§ **Challenge**
Locate each of the following lines that contains the word "green", and copy those lines out in full.

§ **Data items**

-------

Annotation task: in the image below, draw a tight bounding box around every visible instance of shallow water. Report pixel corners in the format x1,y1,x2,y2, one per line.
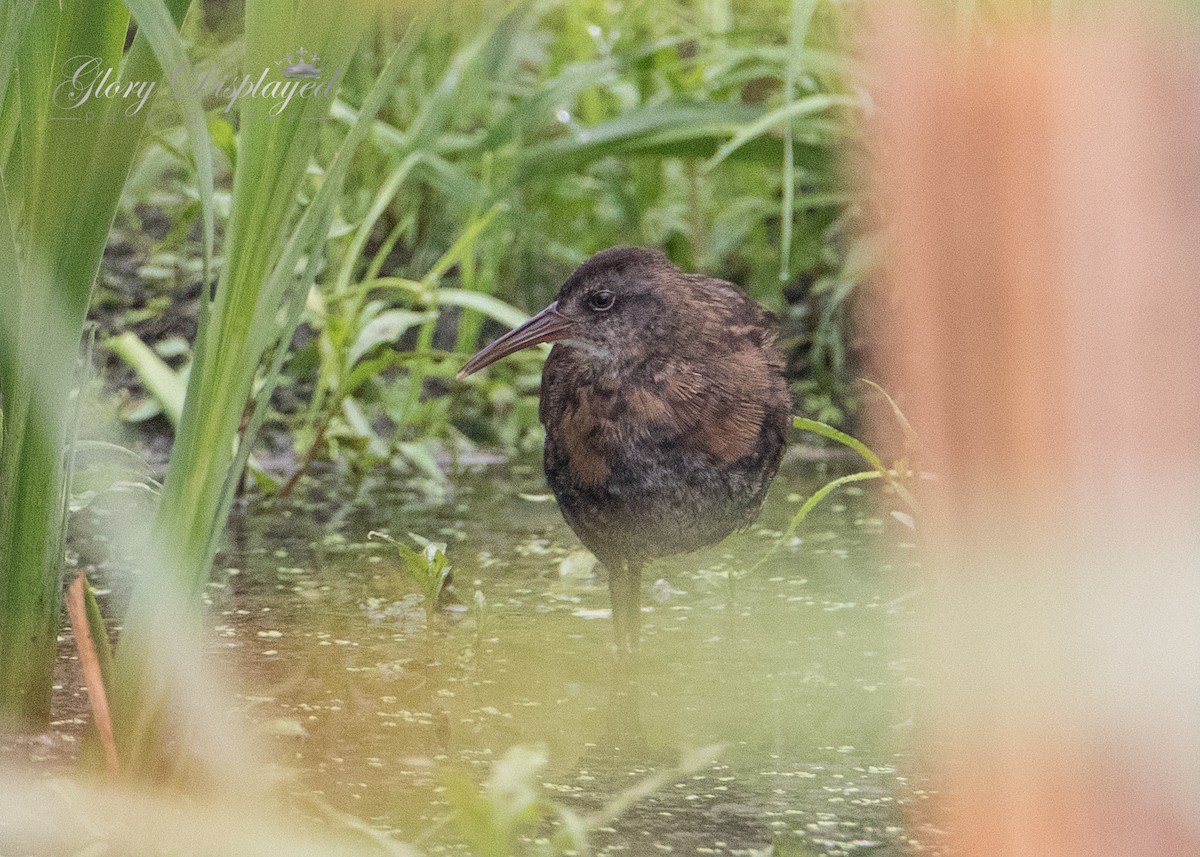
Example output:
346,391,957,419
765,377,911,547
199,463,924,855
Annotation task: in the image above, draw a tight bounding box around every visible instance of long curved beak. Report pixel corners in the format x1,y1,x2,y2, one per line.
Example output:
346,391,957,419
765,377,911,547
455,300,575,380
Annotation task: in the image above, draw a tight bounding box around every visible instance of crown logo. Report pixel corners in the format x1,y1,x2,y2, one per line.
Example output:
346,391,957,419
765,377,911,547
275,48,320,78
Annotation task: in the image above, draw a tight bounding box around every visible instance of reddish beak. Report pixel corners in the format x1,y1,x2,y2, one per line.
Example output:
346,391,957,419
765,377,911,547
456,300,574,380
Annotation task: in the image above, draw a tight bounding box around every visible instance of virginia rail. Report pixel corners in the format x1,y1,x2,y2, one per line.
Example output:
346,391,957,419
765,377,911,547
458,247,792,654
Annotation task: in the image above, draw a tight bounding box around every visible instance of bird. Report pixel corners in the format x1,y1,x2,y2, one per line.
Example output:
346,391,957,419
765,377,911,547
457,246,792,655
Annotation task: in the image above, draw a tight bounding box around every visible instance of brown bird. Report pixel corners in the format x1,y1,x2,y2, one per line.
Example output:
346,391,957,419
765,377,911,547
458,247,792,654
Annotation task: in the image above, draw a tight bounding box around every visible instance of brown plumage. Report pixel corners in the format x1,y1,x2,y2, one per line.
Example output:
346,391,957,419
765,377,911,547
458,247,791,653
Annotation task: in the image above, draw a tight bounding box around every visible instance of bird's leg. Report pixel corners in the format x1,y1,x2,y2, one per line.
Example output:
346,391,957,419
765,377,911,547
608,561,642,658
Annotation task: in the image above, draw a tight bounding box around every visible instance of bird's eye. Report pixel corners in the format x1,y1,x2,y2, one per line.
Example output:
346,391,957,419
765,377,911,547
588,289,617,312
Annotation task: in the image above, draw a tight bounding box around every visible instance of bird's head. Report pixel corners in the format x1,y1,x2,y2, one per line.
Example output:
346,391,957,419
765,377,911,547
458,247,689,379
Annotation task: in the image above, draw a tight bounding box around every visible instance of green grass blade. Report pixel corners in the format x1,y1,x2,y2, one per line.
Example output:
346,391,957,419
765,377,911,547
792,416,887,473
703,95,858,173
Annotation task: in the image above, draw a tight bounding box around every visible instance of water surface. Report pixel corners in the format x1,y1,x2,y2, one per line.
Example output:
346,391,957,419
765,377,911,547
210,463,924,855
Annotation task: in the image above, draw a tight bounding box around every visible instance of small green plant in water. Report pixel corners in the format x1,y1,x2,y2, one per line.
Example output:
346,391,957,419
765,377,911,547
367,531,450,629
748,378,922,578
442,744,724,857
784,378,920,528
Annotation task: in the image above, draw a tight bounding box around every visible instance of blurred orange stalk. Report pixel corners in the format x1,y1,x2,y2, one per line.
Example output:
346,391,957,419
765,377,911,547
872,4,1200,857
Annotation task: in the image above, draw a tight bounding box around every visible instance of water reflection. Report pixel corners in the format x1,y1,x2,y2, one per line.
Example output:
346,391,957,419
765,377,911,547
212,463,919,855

-------

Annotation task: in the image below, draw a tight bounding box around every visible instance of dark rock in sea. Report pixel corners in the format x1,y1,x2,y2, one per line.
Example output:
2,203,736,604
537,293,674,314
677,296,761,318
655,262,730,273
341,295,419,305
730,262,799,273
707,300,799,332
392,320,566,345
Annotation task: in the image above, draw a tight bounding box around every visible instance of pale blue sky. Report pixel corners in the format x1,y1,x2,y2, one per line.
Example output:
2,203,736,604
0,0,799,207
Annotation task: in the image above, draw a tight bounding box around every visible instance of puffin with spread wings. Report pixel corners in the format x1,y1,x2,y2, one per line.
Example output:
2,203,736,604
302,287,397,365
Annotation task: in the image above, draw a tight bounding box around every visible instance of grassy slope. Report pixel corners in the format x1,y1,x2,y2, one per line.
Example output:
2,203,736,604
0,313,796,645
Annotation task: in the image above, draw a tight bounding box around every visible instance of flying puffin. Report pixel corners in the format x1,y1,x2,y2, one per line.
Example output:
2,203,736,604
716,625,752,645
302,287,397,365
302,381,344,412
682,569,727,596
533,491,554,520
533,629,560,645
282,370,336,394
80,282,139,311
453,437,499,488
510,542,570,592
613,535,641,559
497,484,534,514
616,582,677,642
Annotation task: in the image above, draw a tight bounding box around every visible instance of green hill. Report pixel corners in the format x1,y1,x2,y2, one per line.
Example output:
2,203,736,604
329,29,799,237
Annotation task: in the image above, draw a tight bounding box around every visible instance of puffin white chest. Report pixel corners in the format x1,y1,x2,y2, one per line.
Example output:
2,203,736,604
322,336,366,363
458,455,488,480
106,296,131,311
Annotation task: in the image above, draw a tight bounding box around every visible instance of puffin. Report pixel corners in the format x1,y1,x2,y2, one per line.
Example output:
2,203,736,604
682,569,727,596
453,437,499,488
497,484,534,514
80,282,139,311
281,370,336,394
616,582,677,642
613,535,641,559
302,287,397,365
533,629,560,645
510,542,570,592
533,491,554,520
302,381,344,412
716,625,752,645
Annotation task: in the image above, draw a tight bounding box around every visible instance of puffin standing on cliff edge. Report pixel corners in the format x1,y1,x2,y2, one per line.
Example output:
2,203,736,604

-------

§ **Exercise answer**
Annotation task: in the image above, draw a tight bounding box around every visible instance of green grass blade. Report pixel corners in the format x1,y1,x2,y2, one per line.
Annotation task: in the image above, draw a tight bounding box around every visible instance of small green plant in water. Report pixel corners in the format x1,y1,x2,y2, one per line.
Annotation task: in the image above, draw a tight bounding box around every visible instance of green hill. Report pixel corners in the format x1,y1,x2,y2, one per line.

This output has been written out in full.